Written problem A
Name the three properties that, according to the blog post below on testing clustered applications, an application cannot have all at the same time.
Written problem B
Answer these questions from the blog post below on testing clustered applications:
(i) Which CouchDB version will include the new cluster feature?
(ii) At which of the three properties did CouchDB make its tradeoff?
(iii) What came of running the existing test suite against the cluster?
Written problem C
Using the blog post below on testing clustered applications, explain why integration or acceptance tests are needed even though unit tests do a stellar job.

Testing clustered applications – like CouchDB

There’s days when you want to hug your tests—that’s especially true when your project takes longer to complete or is being refactored. Perhaps it’s that you stay able to move forward without fear. This blog post picks one particular topic in the test space: integration tests for clustered applications.

There’s particular challenges to them because of CAP [1], so this post will cover how to handle those challenges. My recent interest in this stems from adjusting the integration tests of CouchDB [2] to cover the new cluster feature that will be part of version 2.0 offering an API equal (or close) to what the non-clustered version 1.6 could provide. The post is certainly far away from featuring something outstanding (and it should be mentioned the tests existed before, written by some very bright people [5]). Nonetheless, I’ve learned some lessons along the way that maybe you’ll find useful as well.

While unit tests do a stellar job (and should be the first to begin with anyway), there are some aspects they won’t cover; hence the reason you need integration / acceptance tests that look at larger parts or the application as a whole and make sure all parts fit. These tests are far from easy, however, and they’re even harder to create and maintain than unit tests.

They’re hard to get stable and really meaningful in the sense that when they’re red, they’re red for a reason and point out an important spot to check. When they’re never red (despite your application being hopelessly broken), they’re meaningless. When they’re red without real cause (maybe re-running makes them green again), you can bet that no one looks at them after a week.

As CouchDB tries to maintain API compatibility (there is an existing test suite for version 1.6), the logical step for 2.0 is running the same suite against 2.0 (i.e., a cluster) to see what happens. Clustering means there are several nodes working together to serve requests with data being split into shards. For every answer, several nodes / shards have to be queried to produce a combined result.

Long story short—running the tests did not produce much of a result except loads of red—as clusters add some powerful (and quite nasty) specifics to the game.

A good way to explain these specifics is bespoke CAP theorem [1]: basically, it assumes that an application cannot at the same time be

  • Cconsistent (i.e., whichever endpoint you ask, you get the latest and only-valid response)
  • Aavailable (i.e., you can get an answer immediately, even with ongoing work on other endpoints)
  • Ppartition tolerant (i.e., there are several parts / endpoints operating in parallel)

Instead, there is always a tradeoff to be balanced out individually. CouchDB (like many others) decided to make a tradeoff at the C-part, specifically, there is no guarantee that all endpoints will (immediately) produce the same and only-true result (e.g., because the cluster has not fully synced just yet). Furthermore, combining the result has the potential for further surprises (because naturally-ordered results from several machines might be combined). Nothing here is specific to CouchDB, it’s a general tradeoff in the CAP space.

Supplied data

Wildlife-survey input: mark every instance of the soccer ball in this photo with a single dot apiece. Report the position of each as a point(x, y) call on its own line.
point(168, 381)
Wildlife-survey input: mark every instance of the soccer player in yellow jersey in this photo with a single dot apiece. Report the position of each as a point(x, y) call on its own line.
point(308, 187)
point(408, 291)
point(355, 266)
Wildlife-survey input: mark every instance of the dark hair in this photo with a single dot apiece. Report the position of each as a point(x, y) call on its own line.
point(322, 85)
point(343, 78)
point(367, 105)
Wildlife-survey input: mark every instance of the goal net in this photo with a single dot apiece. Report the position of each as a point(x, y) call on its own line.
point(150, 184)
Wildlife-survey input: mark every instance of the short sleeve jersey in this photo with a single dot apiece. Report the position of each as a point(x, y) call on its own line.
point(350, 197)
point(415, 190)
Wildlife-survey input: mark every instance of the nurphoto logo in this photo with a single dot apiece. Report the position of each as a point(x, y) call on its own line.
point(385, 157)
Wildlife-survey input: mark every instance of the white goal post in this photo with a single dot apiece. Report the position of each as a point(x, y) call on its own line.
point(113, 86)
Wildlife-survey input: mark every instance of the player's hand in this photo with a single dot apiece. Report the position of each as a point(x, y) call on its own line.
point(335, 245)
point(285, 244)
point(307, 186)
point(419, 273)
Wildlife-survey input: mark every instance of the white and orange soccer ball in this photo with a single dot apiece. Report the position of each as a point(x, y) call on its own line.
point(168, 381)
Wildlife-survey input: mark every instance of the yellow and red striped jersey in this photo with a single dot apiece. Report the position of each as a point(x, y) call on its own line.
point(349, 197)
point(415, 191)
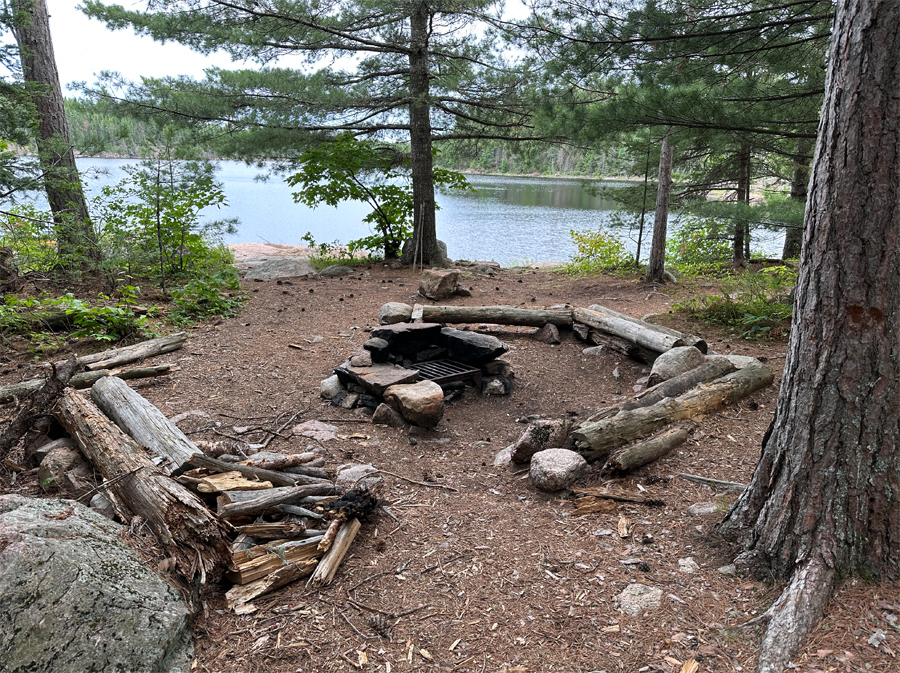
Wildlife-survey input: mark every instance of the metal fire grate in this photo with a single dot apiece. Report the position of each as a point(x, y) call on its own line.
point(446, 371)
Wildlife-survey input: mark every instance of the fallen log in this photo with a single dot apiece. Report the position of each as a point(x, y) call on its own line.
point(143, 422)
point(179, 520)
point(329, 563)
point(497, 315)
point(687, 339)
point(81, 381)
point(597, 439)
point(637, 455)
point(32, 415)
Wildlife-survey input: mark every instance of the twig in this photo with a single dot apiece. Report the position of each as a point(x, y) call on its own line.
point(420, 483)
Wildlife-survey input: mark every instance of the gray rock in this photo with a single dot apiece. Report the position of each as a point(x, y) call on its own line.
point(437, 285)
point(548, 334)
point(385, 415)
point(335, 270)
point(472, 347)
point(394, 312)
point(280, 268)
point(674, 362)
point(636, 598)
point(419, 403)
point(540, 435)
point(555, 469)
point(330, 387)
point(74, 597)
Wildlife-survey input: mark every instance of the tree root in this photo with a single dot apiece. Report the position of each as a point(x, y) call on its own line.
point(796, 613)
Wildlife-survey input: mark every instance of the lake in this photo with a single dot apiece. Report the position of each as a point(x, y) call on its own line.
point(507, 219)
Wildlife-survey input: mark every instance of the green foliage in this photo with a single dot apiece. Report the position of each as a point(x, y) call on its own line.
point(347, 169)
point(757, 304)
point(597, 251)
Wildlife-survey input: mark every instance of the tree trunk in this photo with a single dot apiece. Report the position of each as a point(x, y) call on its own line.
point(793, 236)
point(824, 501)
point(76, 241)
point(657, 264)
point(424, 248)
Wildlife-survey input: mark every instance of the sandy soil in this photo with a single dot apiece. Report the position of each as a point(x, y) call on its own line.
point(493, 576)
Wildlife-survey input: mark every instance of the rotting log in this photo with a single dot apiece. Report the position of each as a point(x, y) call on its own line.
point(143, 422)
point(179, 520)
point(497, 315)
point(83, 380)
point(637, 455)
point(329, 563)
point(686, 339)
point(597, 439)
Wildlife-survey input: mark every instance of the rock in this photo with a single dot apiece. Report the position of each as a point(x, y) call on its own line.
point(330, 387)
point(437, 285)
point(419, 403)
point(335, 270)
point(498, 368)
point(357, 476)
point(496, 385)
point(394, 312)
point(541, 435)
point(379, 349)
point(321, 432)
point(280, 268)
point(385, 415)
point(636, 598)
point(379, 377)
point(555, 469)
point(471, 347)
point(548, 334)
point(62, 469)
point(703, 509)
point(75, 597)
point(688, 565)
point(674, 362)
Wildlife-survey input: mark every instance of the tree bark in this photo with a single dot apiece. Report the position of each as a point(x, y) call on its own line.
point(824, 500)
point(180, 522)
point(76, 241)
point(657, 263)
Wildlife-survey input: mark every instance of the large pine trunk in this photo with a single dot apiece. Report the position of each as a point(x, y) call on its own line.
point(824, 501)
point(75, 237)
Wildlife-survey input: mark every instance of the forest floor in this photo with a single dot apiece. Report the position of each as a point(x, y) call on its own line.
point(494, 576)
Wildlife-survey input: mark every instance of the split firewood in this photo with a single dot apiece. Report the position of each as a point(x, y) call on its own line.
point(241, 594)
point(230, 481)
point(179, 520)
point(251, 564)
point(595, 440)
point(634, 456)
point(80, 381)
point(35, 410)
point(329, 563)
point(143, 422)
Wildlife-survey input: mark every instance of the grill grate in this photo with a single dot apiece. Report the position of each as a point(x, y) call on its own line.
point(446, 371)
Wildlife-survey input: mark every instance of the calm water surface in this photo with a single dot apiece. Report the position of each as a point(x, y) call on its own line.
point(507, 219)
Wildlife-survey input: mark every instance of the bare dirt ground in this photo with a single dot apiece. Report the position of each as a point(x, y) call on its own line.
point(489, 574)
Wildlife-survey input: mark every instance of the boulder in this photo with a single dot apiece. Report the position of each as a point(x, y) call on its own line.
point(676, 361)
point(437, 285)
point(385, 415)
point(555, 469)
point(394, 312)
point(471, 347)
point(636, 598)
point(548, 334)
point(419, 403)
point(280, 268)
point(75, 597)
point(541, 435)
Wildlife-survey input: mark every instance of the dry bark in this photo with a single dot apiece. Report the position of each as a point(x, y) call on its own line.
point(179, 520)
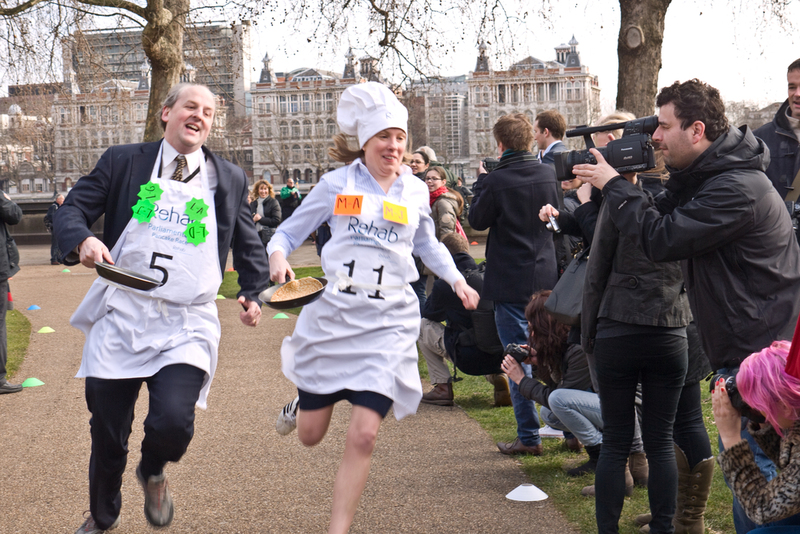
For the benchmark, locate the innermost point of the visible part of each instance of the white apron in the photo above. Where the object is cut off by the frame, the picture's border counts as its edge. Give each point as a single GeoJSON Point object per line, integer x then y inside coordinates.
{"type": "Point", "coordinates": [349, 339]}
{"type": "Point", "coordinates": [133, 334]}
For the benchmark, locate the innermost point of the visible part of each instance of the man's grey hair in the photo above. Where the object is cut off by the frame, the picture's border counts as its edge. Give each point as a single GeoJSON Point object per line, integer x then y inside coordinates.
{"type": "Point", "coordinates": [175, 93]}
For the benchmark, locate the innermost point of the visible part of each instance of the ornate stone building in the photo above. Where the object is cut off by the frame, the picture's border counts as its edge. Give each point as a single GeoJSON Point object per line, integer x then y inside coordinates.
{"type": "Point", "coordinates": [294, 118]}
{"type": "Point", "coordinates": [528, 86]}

Final answer A
Consistent, available, and partition tolerant.

Final answer B
(i) Version 2.0.
(ii) The C-part (consistency).
(iii) Not much except loads of red.

Final answer C
Unit tests won't cover some aspects. Integration or acceptance tests are needed because they look at larger parts of the application, or the application as a whole, and make sure all the parts fit.